[Data — start]
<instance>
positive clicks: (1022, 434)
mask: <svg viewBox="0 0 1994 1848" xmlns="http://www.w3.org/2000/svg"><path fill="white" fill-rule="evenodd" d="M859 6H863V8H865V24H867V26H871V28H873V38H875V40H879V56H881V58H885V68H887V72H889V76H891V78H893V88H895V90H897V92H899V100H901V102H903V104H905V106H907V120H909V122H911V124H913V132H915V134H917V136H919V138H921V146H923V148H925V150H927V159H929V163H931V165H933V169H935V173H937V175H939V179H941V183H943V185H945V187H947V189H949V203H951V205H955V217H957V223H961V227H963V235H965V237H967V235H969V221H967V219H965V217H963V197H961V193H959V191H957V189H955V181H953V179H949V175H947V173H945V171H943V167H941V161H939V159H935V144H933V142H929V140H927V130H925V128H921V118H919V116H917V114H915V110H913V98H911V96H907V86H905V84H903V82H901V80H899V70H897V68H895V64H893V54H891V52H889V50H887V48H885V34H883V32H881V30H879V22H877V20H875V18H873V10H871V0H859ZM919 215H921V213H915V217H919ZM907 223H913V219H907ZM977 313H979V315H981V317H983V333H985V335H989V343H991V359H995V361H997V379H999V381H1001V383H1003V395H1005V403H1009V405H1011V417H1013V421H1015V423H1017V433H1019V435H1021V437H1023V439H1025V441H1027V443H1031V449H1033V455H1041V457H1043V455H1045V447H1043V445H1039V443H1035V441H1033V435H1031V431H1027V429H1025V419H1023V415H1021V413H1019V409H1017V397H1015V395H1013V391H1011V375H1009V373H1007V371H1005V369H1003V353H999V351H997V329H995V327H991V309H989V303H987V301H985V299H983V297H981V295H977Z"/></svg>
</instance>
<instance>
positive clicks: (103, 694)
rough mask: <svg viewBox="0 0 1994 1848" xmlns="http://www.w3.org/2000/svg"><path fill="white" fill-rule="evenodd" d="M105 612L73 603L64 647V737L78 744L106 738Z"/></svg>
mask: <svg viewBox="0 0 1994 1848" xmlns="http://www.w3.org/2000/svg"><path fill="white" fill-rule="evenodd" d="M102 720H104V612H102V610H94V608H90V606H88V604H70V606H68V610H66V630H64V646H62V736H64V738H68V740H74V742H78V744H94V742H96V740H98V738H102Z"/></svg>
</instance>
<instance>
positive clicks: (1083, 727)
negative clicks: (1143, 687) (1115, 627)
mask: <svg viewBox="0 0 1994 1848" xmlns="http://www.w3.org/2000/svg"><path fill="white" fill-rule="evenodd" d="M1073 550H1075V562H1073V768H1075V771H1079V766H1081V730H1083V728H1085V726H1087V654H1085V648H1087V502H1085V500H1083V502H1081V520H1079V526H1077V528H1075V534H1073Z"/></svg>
[Data — finish]
* _Problem to work on_:
Output nothing but the lines from the one that contains "positive clicks: (1083, 727)" through the final line of the entries above, exactly as they appear.

* _Answer space_:
positive clicks: (1083, 727)
negative clicks: (1143, 687) (1115, 627)
mask: <svg viewBox="0 0 1994 1848" xmlns="http://www.w3.org/2000/svg"><path fill="white" fill-rule="evenodd" d="M1073 550H1075V562H1073V768H1075V771H1079V766H1081V730H1083V728H1085V726H1087V654H1085V648H1087V502H1085V500H1083V502H1081V520H1079V526H1077V528H1075V534H1073Z"/></svg>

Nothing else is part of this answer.